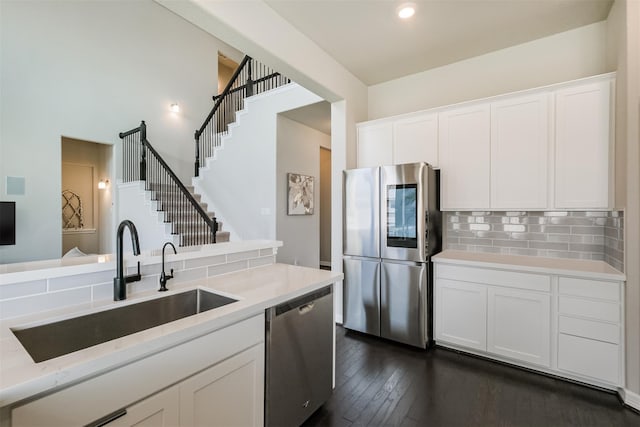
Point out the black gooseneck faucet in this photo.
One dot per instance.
(163, 276)
(120, 281)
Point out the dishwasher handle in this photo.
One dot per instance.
(303, 304)
(304, 309)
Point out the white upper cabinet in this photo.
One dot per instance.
(519, 152)
(464, 158)
(410, 139)
(542, 149)
(582, 167)
(415, 139)
(375, 146)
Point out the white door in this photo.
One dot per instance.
(461, 313)
(519, 152)
(159, 410)
(375, 144)
(228, 394)
(465, 158)
(519, 325)
(582, 146)
(415, 139)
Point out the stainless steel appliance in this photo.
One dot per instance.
(392, 226)
(299, 358)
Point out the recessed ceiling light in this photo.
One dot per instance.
(406, 10)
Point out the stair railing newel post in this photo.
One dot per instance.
(197, 163)
(249, 80)
(143, 151)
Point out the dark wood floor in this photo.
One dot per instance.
(380, 383)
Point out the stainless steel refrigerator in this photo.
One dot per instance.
(392, 226)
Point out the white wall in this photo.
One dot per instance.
(565, 56)
(298, 152)
(239, 184)
(624, 54)
(88, 70)
(253, 27)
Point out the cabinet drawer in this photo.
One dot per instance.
(594, 359)
(590, 329)
(592, 309)
(512, 279)
(589, 288)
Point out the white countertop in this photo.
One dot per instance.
(575, 267)
(256, 289)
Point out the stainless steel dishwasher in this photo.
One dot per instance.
(299, 358)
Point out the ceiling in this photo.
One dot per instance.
(369, 40)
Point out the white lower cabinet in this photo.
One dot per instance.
(159, 410)
(511, 316)
(230, 393)
(227, 394)
(461, 312)
(590, 329)
(519, 325)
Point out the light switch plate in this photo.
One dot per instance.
(15, 185)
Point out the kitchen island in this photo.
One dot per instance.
(156, 359)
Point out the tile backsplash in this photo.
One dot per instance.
(22, 298)
(558, 234)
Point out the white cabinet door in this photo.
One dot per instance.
(582, 146)
(415, 139)
(375, 144)
(519, 325)
(159, 410)
(464, 158)
(228, 394)
(519, 152)
(461, 313)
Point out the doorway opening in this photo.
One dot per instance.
(86, 199)
(325, 208)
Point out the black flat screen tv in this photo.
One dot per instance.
(7, 223)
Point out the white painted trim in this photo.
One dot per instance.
(631, 399)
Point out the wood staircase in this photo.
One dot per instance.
(183, 226)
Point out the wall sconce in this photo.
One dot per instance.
(406, 10)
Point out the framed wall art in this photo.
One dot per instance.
(299, 194)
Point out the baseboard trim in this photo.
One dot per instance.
(631, 399)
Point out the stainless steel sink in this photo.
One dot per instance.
(55, 339)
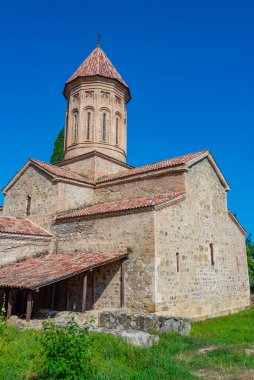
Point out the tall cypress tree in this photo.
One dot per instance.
(58, 150)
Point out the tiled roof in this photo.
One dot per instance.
(34, 273)
(97, 63)
(20, 226)
(125, 205)
(151, 167)
(61, 172)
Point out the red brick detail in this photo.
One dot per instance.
(125, 205)
(61, 172)
(38, 272)
(97, 63)
(231, 215)
(152, 167)
(21, 226)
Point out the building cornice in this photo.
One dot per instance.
(93, 154)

-------

Task to carry out
Pick out, from the lines above, every one that contains the string "stainless".

Output for this task
Point out the stainless steel appliance in this photo.
Point out the stainless steel refrigerator in this photo.
Point out the stainless steel dishwasher in this photo.
Point out the stainless steel sink in this photo.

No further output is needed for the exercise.